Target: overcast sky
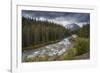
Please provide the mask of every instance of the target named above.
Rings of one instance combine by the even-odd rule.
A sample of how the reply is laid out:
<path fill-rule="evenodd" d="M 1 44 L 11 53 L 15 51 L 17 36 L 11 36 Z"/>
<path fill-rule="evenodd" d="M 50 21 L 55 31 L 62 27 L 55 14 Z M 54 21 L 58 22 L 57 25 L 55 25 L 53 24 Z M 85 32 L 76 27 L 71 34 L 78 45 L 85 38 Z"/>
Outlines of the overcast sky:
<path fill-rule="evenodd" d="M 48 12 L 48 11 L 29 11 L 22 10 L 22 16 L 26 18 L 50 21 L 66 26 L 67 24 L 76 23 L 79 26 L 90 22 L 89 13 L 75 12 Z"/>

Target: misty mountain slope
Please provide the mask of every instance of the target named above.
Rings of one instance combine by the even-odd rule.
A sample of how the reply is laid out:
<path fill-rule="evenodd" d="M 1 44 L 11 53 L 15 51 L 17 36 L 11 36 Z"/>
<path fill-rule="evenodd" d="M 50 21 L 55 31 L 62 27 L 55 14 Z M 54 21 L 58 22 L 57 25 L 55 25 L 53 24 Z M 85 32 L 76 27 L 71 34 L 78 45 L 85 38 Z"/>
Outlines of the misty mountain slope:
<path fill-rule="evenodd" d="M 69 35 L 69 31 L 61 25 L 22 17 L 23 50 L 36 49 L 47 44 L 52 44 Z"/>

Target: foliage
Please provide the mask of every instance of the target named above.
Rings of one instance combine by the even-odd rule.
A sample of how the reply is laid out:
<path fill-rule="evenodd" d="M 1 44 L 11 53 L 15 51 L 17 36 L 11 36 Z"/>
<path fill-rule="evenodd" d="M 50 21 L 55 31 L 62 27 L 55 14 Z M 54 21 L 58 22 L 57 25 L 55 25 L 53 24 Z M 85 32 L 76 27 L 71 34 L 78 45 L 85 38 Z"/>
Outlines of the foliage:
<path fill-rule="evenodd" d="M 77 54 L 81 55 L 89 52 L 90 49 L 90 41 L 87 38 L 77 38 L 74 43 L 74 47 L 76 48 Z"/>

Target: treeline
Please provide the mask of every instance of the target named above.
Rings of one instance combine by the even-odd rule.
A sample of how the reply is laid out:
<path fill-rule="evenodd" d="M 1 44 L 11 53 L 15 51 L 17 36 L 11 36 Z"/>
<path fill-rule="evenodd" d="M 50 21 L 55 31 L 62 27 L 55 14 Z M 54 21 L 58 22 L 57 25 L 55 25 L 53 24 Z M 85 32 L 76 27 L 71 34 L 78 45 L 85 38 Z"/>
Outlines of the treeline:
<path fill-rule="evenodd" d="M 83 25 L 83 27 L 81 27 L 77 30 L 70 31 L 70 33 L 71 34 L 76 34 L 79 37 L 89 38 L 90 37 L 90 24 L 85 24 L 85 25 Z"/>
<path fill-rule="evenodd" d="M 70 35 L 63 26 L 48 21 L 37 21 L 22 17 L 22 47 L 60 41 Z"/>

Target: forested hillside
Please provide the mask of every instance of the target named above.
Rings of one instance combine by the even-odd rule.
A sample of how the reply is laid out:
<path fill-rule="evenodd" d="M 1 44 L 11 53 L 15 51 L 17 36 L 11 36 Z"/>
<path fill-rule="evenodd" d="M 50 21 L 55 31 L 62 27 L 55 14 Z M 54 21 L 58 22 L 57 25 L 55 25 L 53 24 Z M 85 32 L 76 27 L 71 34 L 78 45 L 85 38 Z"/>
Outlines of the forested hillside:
=====
Set out the lines above as a numbered list, skipping the blank lines and leaving out the picture.

• _SOLUTION TO THIS TASK_
1. Target: overcast sky
2. Please provide the mask of every instance of the target named above.
3. Rings of one instance combine by the even-odd rule.
4. A sample of how the reply is laid out:
5. <path fill-rule="evenodd" d="M 1 44 L 11 53 L 15 51 L 17 36 L 11 36 Z"/>
6. <path fill-rule="evenodd" d="M 50 21 L 55 31 L 62 27 L 55 14 Z M 54 21 L 58 22 L 57 25 L 55 25 L 53 24 Z M 85 32 L 76 27 L 71 34 L 78 45 L 85 38 Z"/>
7. Outlines of the overcast sky:
8. <path fill-rule="evenodd" d="M 48 12 L 48 11 L 29 11 L 22 10 L 22 16 L 26 18 L 50 21 L 66 26 L 67 24 L 76 23 L 79 26 L 90 22 L 89 13 L 75 12 Z"/>
9. Target: misty mountain slope
10. Please provide the mask of every instance of the target named above.
11. Rings of one instance combine by the even-odd rule.
12. A sample of how the reply is laid out:
13. <path fill-rule="evenodd" d="M 1 44 L 11 53 L 15 51 L 17 36 L 11 36 Z"/>
14. <path fill-rule="evenodd" d="M 50 21 L 55 31 L 62 27 L 55 14 Z M 54 21 L 58 22 L 57 25 L 55 25 L 53 24 Z M 85 32 L 76 27 L 71 34 L 78 45 L 85 38 Z"/>
15. Outlines of the misty mountain slope:
16. <path fill-rule="evenodd" d="M 69 35 L 69 31 L 61 25 L 22 17 L 23 50 L 36 49 L 47 44 L 52 44 Z"/>
17. Target: foliage
18. Please provide the mask of every instance of the target named above.
19. Rings of one instance combine by the even-odd rule.
20. A sample of how the reply is laid out:
21. <path fill-rule="evenodd" d="M 1 44 L 11 53 L 15 51 L 17 36 L 11 36 Z"/>
22. <path fill-rule="evenodd" d="M 50 21 L 55 31 L 62 27 L 55 14 Z M 54 21 L 58 22 L 57 25 L 55 25 L 53 24 Z M 85 32 L 76 27 L 71 34 L 78 45 L 85 38 Z"/>
23. Outlines of the foliage:
24. <path fill-rule="evenodd" d="M 77 54 L 81 55 L 89 52 L 90 49 L 90 41 L 87 38 L 77 38 L 74 43 L 74 47 L 76 48 Z"/>
25. Target: treeline
26. Please provide the mask of every instance of the target named above.
27. Rings of one instance combine by the even-odd rule.
28. A sample of how the reply is laid out:
29. <path fill-rule="evenodd" d="M 1 44 L 11 53 L 15 51 L 17 36 L 11 36 Z"/>
30. <path fill-rule="evenodd" d="M 50 21 L 55 31 L 62 27 L 55 14 Z M 54 21 L 58 22 L 57 25 L 55 25 L 53 24 Z M 85 32 L 76 27 L 71 34 L 78 45 L 85 38 Z"/>
31. Outlines of the treeline:
32. <path fill-rule="evenodd" d="M 83 25 L 83 27 L 81 27 L 77 30 L 70 31 L 70 33 L 71 34 L 76 34 L 79 37 L 89 38 L 90 37 L 90 24 L 85 24 L 85 25 Z"/>
33. <path fill-rule="evenodd" d="M 70 35 L 63 26 L 48 21 L 37 21 L 22 17 L 22 47 L 60 41 Z"/>
34. Target: forested hillside
35. Please provide the mask of every instance of the target named above.
36. Rings of one instance combine by the even-odd rule.
37. A sample of how the reply is laid out:
38. <path fill-rule="evenodd" d="M 1 44 L 11 53 L 15 51 L 17 36 L 11 36 Z"/>
39. <path fill-rule="evenodd" d="M 50 21 L 55 31 L 62 27 L 55 14 Z M 54 21 L 58 22 L 57 25 L 55 25 L 53 24 Z M 85 32 L 76 27 L 71 34 L 78 45 L 85 38 Z"/>
40. Outlines of the forested hillside:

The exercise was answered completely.